Tuesday, July 10, 2007

In an instant



I’ve added something to my safety gear – a wax toilet bowl gasket ring.

The same material helped keep my slip neighbor’s boat afloat the other night.

John, who sails a 1975 Cal 3-30, Stronghold, was on his way to Catalina Island Sunday. He planned to spend the night at Emerald Bay and return Monday in time to watch the first start for the Transpac race, the start for the cruisers and smaller racing boats.

About three hours into his single-handed motorsail Sunday, John heard an unusual noise and his engine seemed to hiccup. It lasted just an instant, he said, and then everything seemed normal. But there shouldn’t be any unusual noises and the engine shouldn’t hiccup, so after thinking about it for several minutes, John decided to throttle back and take a look below.

The Cal 3-30 has great access to the aft end of the engine and the propeller shaft from a side hatch in the starboard quarterberth. Opening the hatch, he was greeted with water gushing in through a broken hose that had secured the propeller shaft's stuffing box to the stern tube through which the shaft exited the boat.

It was a gallons-per-minute leak, a boat-sinking leak, and there was no obvious fix. The propeller shaft remained securely in place, preventing the use of a tapered wooden plug of the sort that can stop a leak from a thru-hull fitting.

When the engine is inside the boat, there has to be some way to get its power to the propeller outside the boat. It is done by running the propeller shaft through a hole in the boat. Water cools and lubricates the shaft. What keeps the water from flooding around the shaft and into the boat is a simple and normally very reliable system called a stuffing box.

The stuffing box isn't really a box. Its not much more than two sections of pipe that surround the prop shaft, one section threaded into the other. An internal gap between the two sections is filled with flax or other material, which prevents the water from coming any further up the shaft, but at the same time does not create any undue friction on the shaft.

## Entries shown
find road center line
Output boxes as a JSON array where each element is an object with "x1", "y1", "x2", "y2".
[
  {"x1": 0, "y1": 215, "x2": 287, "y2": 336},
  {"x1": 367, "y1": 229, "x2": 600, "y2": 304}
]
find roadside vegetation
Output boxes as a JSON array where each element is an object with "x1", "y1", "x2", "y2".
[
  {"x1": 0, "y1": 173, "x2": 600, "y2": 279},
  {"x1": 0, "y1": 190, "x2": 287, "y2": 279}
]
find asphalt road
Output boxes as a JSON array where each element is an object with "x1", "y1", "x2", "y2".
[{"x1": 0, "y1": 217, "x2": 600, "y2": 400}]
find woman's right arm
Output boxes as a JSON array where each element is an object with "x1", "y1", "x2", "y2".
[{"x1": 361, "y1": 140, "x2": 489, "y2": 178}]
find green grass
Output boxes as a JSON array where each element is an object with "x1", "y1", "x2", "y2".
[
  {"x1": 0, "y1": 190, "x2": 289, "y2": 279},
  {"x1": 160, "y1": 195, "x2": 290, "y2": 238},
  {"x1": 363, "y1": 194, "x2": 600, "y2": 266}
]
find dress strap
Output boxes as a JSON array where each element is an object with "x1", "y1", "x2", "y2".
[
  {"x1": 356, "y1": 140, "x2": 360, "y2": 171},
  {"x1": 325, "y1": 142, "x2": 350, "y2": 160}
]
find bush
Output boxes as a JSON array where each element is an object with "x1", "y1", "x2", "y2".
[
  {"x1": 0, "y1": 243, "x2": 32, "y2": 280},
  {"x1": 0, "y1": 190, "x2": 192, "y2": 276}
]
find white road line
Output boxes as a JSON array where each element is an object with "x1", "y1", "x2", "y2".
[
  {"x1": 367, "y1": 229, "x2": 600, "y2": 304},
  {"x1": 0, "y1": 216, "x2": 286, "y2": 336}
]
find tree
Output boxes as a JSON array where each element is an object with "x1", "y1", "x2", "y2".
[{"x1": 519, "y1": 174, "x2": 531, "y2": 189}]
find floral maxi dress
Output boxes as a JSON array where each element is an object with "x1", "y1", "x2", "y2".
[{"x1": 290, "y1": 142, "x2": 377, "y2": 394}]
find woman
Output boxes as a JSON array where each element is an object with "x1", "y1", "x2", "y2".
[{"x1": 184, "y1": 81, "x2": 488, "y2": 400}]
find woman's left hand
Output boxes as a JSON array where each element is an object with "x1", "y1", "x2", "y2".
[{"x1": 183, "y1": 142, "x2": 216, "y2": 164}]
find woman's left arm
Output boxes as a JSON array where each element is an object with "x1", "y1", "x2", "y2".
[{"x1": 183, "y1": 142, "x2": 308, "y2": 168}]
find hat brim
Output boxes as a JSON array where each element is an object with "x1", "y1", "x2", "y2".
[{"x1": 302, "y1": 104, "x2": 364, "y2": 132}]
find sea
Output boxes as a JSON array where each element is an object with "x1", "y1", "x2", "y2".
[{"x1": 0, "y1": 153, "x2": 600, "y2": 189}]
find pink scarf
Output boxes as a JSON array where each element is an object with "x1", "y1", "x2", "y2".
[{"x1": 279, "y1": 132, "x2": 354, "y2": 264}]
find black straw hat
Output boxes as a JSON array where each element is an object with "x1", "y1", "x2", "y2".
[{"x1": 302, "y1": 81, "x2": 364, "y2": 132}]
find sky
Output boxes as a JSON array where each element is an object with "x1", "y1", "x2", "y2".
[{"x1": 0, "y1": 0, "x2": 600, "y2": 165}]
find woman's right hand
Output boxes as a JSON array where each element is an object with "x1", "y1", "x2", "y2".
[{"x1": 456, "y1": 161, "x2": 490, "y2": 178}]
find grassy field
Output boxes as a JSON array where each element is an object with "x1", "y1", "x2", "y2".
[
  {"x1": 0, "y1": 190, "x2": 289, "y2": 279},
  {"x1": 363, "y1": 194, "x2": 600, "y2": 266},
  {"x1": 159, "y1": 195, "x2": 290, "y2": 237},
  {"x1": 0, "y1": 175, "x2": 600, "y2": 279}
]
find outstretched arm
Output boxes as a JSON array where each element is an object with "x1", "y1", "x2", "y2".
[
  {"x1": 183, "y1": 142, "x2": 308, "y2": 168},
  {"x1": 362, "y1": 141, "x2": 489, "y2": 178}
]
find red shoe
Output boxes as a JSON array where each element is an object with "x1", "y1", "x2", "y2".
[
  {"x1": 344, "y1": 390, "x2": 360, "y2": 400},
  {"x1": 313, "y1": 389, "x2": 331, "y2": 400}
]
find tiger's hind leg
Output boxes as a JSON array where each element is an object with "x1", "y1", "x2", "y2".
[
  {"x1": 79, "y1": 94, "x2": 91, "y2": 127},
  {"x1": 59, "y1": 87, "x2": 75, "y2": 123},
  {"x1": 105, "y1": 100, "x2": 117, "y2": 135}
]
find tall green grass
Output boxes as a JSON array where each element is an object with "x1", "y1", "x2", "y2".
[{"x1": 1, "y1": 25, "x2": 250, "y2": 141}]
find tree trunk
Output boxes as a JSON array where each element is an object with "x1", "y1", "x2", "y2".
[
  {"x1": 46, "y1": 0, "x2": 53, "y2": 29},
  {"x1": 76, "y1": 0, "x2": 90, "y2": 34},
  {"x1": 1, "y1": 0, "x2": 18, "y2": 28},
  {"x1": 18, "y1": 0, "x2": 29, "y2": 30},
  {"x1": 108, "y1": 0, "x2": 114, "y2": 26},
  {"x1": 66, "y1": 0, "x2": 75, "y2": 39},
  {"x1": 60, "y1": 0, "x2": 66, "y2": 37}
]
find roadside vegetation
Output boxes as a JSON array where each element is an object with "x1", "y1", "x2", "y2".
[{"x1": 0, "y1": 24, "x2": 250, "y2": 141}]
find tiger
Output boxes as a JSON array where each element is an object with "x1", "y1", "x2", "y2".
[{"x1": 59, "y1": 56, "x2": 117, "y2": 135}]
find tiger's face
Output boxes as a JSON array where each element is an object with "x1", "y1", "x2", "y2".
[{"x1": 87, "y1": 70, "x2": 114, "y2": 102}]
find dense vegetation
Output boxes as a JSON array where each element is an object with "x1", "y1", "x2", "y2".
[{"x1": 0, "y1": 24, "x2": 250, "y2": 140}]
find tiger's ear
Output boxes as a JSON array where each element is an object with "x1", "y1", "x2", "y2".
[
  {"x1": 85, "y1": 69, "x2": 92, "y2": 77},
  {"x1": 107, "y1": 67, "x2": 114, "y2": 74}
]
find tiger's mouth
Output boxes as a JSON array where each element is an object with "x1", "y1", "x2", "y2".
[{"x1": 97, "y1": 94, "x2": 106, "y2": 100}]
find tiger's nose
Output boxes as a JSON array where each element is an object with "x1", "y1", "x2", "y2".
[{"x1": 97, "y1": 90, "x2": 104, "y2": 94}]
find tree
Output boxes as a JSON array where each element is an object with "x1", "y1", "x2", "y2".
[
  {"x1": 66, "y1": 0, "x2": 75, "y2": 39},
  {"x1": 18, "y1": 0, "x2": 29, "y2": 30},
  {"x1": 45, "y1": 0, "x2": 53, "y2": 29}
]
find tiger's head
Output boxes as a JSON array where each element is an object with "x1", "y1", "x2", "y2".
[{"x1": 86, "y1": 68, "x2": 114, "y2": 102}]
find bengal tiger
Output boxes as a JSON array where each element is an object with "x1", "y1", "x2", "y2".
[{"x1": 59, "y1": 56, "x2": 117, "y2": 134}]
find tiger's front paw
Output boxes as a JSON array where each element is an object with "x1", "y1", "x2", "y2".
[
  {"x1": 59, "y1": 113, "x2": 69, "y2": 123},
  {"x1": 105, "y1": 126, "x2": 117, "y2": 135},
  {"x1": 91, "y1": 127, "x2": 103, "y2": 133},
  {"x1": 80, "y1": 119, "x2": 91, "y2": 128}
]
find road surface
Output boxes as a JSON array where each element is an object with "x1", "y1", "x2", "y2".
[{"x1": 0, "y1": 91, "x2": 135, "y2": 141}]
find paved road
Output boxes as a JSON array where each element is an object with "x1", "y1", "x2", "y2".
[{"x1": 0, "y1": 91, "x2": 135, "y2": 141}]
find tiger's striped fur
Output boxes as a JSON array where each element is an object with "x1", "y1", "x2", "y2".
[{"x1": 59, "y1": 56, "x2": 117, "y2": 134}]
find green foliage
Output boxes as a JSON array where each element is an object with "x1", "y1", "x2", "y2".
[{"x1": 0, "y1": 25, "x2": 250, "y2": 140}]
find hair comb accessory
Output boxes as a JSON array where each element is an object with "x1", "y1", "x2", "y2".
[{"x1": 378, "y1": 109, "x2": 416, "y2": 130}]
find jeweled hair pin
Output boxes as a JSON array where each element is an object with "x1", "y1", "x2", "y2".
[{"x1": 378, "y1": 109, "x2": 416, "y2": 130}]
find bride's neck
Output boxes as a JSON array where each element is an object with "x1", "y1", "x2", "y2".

## Requirements
1: Name every day of the week mentioned in the leaking-boat post.
2: Continue the leaking-boat post from its final sentence.

## Answers to the tasks
1: Tuesday, Sunday, Monday

2:
The outer section of pipe is the same diameter as the stern tube through which the shaft exits the hull. A length of heavy reinforced hose, much like a car's radiator hose, slips over the stern tube and the stuffing box (pipe) and is held tightly in place by two strong hose clamps at each end. It is designed to drip water while the shaft is turning at the rate of a several drops every minute. (There are other, newer design sealing systems that don't drip at all, but most boats have a traditional stuffing box as described.)

John went back to the cockpit. He shut down the engine, stopped the propeller from spinning, turned the boat back toward the mainland and radioed for help on his marine VHF radio. Sea water soon spilled out of the separate engine bilge under the cockpit and began to fill the lower main bilge in the saloon. Water was pouring in faster than the bilge pump could get rid of it.

Luckily for John he was not yet far from Point Fermin and a Los Angeles County lifeguard boat reached him within about 10 minutes of his mayday call. A high-capacity portable water pump powered by a gasoline engine was quickly put aboard Stronghold, and the water was rapidly sucked out. The leak had flooded the cabin sole with an inch or two of water rising out of the bilge by the time help arrived. His boat would have sunk without the rescue boat's pump.

While the lifeguard boat crew handled the pump, John wrapped towels around the stern tube and propeller shaft and secured them with rope, which slowed the gusher down to a manageable leak. Once the large water pump emptied the bilge, Stronghold’s own bilge pump was able to keep up with the leak.

The LA lifeguards stayed alonside John’s boat as he sailed back home. When they neared Long Beach, the LA crew turned the rescue monitoring over to Long Beach lifeguards, who accompanied Stronghold back to the Alamitos Bay channel entrance.

At that point, John assured them he was doing okay and sailed the rest of the way back to his slip unaccompanied.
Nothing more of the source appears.